_REQUISITOS DAS TAREFAS:_
[a] Resuma em duas frases o texto sobre a frase de Monteiro Lobato.
[b] Reescreva a parte do texto sobre a frase de Monteiro Lobato que começa nas palavras "TEMPOS IDOS E" e vai até "quase cem milhões.", trocando "Library of Congress" por "Biblioteca do Congresso".
[c] Dê continuidade ao texto sobre a frase de Monteiro Lobato a partir de onde ele termina.

_TRECHO PARA LEITURA:_

== == ==

TEMPOS IDOS E VINDOS


  • Fatos da Ciência da Informação, selecionados, analisados e interpretados.

A BIBLIOTECONOMIA TAMBÉM SE FAZ COM HOMENS E LIVROS?

Monteiro Lobato, ao descrever, em 1932, no livro America, suas impressões de viagem aos Estados Unidos, cunhou, depois de ter conhecido os monumentos a George Washington e Abraham Lincoln, e a Library of Congress, a frase que ficou célebre: “Um país se faz com homens e livros”.  Referia-se aos dois grandes nomes da história norte-americana e acervo da biblioteca do congresso dos Estados Unidos, que então chegava à impressionante soma de quase três milhões de itens. Hoje, quase cem milhões.

 

Tomando de empréstimo a Monteiro Lobato sua frase tão citada, arrisco-me a dizer que uma disciplina, ciência ou profissão também se faz com homens (no sentido genericamente neutro da palavra) e livros. O nome de Testut foi, durante décadas, quase que sinônimo de anatomia humana, como hoje é o de Netter. O mesmo se pode dizer de Samuelson, que, na segunda metade do século passado, era uma espécie de catecismo que acompanhava todo estudante de economia. Não se podia pensar em história da filosofia, sem se falar em Bréhier. Da mesma forma que não se podia estudar história do Brasil sem Varnhagen ou mais recentemente sem a História geral da civilização brasileira, dirigida por Sérgio Buarque de Holanda. Para a formação de cada uma dessas disciplinas cada um desses nomes aportou sua parcela de inteligência, conhecimento e esforço intelectual.

== == ==

_TRECHOS DO MATERIAL:_
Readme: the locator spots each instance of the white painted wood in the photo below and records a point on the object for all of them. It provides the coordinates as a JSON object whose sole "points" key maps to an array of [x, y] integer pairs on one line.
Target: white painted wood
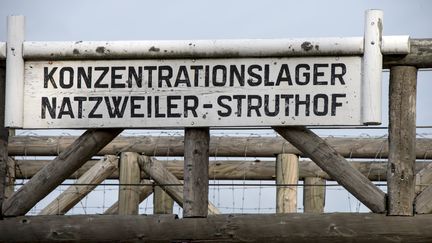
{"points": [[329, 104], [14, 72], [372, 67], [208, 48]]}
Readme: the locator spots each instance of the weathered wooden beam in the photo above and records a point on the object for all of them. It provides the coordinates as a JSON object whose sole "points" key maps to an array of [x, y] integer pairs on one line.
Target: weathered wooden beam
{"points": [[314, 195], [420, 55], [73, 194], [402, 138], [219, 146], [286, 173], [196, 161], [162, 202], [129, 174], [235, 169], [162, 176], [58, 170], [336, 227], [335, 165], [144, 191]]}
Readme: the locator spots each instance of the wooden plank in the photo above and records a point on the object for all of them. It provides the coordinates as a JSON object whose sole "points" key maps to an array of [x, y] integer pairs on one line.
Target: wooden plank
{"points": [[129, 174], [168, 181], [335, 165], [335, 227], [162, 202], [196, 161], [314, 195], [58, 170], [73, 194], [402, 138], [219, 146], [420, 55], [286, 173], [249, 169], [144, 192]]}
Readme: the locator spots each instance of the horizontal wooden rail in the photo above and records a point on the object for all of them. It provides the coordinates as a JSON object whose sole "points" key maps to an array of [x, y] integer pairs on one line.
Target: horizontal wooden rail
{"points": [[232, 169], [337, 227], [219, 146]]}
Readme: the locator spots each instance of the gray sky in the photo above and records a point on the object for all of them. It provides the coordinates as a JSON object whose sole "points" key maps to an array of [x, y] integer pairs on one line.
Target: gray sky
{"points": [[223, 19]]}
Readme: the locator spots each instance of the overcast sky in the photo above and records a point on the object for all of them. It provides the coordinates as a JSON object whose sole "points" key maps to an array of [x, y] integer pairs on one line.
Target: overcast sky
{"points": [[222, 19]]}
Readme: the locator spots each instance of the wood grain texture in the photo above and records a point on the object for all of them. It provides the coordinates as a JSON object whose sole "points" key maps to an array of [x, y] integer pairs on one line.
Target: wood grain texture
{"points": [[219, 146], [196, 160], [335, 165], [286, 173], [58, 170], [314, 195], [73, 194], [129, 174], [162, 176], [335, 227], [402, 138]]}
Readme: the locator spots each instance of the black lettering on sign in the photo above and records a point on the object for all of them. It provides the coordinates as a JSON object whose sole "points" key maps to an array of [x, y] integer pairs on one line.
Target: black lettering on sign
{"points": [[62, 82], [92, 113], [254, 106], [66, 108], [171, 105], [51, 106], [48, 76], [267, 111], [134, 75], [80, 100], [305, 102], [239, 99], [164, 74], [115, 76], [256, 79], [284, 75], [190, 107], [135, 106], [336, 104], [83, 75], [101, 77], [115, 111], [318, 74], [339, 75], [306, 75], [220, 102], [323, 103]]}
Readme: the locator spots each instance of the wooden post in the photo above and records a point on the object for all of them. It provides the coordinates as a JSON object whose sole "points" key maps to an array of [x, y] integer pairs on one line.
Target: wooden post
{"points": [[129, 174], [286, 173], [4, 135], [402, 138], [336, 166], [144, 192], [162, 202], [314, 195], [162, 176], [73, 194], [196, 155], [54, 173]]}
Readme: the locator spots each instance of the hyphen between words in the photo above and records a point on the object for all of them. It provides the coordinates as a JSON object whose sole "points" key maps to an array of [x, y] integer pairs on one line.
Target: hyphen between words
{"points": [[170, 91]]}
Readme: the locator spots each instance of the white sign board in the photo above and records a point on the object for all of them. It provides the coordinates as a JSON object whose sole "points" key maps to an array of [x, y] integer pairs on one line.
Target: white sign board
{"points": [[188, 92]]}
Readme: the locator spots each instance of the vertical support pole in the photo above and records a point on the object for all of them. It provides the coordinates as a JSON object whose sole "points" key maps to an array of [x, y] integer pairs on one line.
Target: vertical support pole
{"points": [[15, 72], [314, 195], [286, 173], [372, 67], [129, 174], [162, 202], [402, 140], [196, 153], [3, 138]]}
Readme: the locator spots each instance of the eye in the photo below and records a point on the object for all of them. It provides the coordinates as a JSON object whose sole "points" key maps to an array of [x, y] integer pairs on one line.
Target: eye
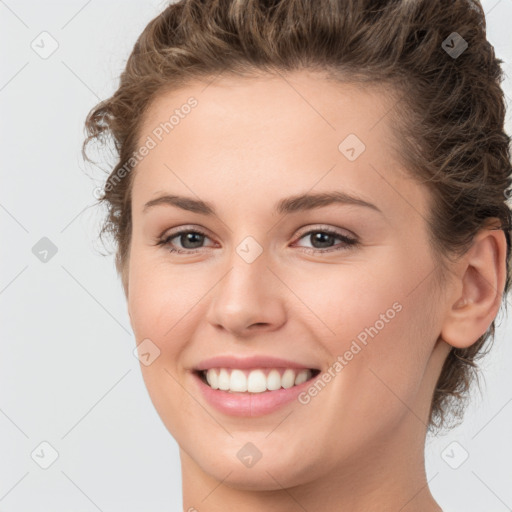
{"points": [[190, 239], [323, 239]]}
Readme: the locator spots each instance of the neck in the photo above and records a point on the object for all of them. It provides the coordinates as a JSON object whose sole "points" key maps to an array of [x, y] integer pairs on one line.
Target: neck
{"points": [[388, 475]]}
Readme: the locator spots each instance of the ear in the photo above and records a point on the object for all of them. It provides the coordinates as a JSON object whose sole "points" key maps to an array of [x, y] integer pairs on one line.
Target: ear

== == ==

_RESPOSTAS POR TAREFA:_
[a] Em 1932, no livro America, Monteiro Lobato cunhou a frase "Um país se faz com homens e livros", referindo-se a Washington, a Lincoln e ao acervo da Library of Congress, que então somava quase três milhões de itens. Tomando essa frase de empréstimo, o autor afirma que também uma disciplina, ciência ou profissão se faz com homens e livros, como mostram nomes como Testut, Samuelson, Bréhier e Varnhagen, que contribuíram para a formação de suas áreas.

[b]
TEMPOS IDOS E VINDOS


  • Fatos da Ciência da Informação, selecionados, analisados e interpretados.

A BIBLIOTECONOMIA TAMBÉM SE FAZ COM HOMENS E LIVROS?

Monteiro Lobato, ao descrever, em 1932, no livro America, suas impressões de viagem aos Estados Unidos, cunhou, depois de ter conhecido os monumentos a George Washington e Abraham Lincoln, e a Biblioteca do Congresso, a frase que ficou célebre: “Um país se faz com homens e livros”.  Referia-se aos dois grandes nomes da história norte-americana e acervo da biblioteca do congresso dos Estados Unidos, que então chegava à impressionante soma de quase três milhões de itens. Hoje, quase cem milhões.

[c]
 

Da mesma forma, a tríade biblioteconomia/documentação/ciência da informação foi sendo construída ao longo dos séculos por homens e mulheres, e livros que esses homens e mulheres construíram. Naudé, Cutter, Dewey, Otlet, Bradford, Briet, Ranganathan, Shera e tantos outros nomes deram a sua contribuição de alcance universal para o desenvolvimento dessas disciplinas. Seus livros serviram para formar consciências, para desenvolver competências, para dar consistência e sistematização ao processo de ensino e aprendizagem, para orientar estudantes e profissionais.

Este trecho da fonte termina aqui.